■ Extrait du document ■
□ □ □
Les enfants sont occupés: massothérapie, zoothérapie, piscine, théâtre de marionnettes, peinture et bricolage. Stéphane Genest salue ces initiatives. Depuis son arrivée, ça a bien changé. «Avant, ils cachaient ces enfants lors des visites de l'établissement. Ils les appelaient «les gavés». Ils les traitaient bien, mais ils étaient plutôt laissés à eux-mêmes.»

Dans la salle «petite école», Nancy Dorais est assise sur un matelas au sol. Elle manipule les jambes de Juan, 2 ans, selon les instructions de la physiothérapeute. Le regard vide, il fait quelques vocalises en bavant. Elle l'encourage. «On ne sait pas à quel point ils comprennent. On explore beaucoup afin de favoriser l'éveil sensoriel, selon le potentiel de chacun, l'intérêt du moment.» Dans la même pièce, Julie Beaudoin, enseignante en adaptation scolaire, raconte une histoire à voix haute à Édith, 9 ans. Lorsqu'elle avait 5 ans, une maladie dégénérative a commencé à attaquer son corps, pas sa tête. Elle se referme comme une huître depuis, comme si elle refusait son sort.

Dans la salle Snoezelen, Adil, 6 ans, et Lili, 12 ans, sont en exploration. Josée Villeneuve, enseignante en adaptation scolaire, les accompagne. La pièce est baignée d'une lumière feutrée, avec projections au mur. Les matelas blancs au sol invitent à la détente. L'enseignante tend des fils lumineux que les enfants peuvent manipuler. Elle chante doucement.
□ □ □
■ Données extraites ■

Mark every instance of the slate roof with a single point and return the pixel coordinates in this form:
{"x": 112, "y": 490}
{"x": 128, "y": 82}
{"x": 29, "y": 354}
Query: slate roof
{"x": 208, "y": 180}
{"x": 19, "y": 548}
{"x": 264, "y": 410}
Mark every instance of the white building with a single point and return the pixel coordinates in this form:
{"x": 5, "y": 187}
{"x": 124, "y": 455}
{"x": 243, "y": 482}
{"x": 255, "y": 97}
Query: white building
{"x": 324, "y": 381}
□ □ □
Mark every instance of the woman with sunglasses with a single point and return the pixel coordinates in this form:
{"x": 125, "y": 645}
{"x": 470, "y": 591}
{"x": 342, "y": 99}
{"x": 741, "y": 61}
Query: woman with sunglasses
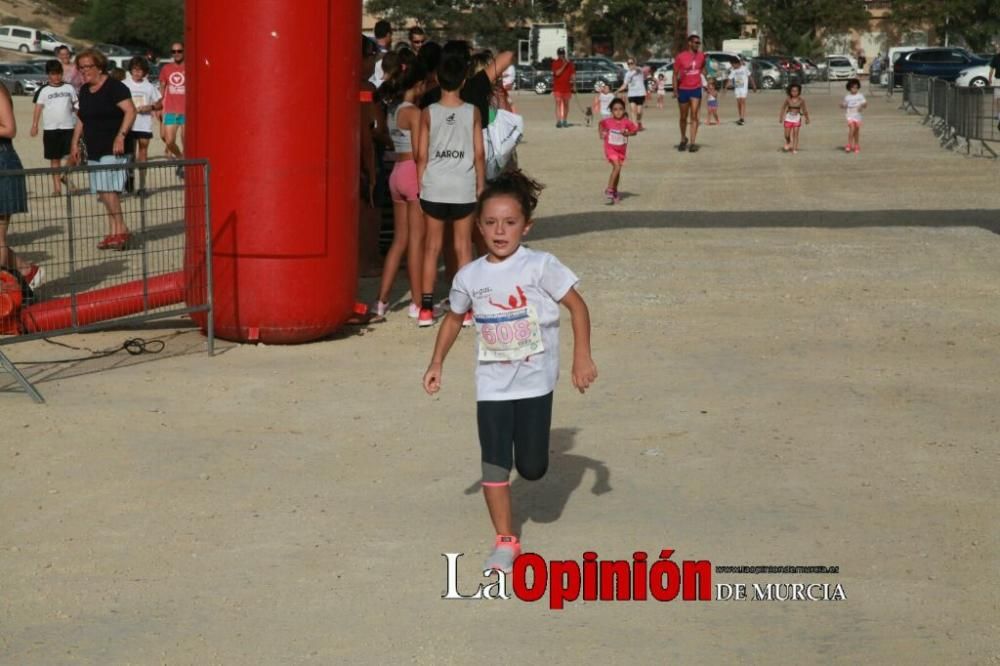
□ □ □
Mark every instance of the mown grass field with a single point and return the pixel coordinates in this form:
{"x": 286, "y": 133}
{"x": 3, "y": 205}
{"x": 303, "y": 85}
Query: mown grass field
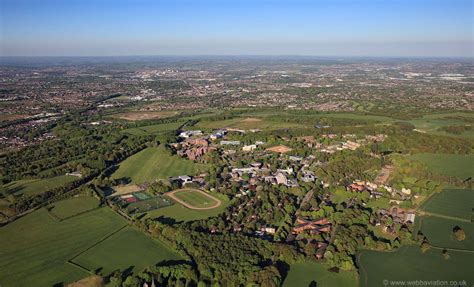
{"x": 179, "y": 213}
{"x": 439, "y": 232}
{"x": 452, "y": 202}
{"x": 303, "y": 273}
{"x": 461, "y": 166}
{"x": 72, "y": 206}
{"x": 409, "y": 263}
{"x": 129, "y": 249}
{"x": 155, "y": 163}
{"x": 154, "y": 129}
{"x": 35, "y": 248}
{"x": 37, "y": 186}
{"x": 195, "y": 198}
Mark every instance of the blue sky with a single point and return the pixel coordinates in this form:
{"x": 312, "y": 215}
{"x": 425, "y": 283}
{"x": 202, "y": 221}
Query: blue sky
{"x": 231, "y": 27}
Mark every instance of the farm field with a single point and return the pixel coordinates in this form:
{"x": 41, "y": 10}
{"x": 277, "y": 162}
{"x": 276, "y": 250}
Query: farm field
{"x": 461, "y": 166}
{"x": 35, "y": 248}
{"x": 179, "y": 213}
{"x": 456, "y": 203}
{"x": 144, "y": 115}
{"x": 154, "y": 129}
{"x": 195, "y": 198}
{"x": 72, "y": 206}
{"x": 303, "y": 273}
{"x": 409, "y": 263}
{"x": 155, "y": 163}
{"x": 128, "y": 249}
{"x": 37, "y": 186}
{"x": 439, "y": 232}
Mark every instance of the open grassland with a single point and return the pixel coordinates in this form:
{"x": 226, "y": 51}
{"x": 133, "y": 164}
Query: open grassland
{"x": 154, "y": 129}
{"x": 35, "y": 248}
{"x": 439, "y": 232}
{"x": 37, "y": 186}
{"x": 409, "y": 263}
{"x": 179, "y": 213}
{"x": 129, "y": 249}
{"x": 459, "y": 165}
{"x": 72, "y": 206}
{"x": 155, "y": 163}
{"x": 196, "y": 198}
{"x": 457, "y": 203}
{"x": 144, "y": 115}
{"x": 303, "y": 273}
□ □ □
■ Consigne 1 ■
Transcrivez tel quel tout le texte de l'extrait, depuis « Dans la salle Snoezelen, Adil, 6 » jusqu'à « Elle chante doucement. ».
■ Consigne 2 ■
D'après l'extrait, comment appelait-on autrefois ces enfants, selon Stéphane Genest ?

■ Zone de réponse 1 ■
Dans la salle Snoezelen, Adil, 6 ans, et Lili, 12 ans, sont en exploration. Josée Villeneuve, enseignante en adaptation scolaire, les accompagne. La pièce est baignée d'une lumière feutrée, avec projections au mur. Les matelas blancs au sol invitent à la détente. L'enseignante tend des fils lumineux que les enfants peuvent manipuler. Elle chante doucement.

■ Zone de réponse 2 ■
On les appelait « les gavés ».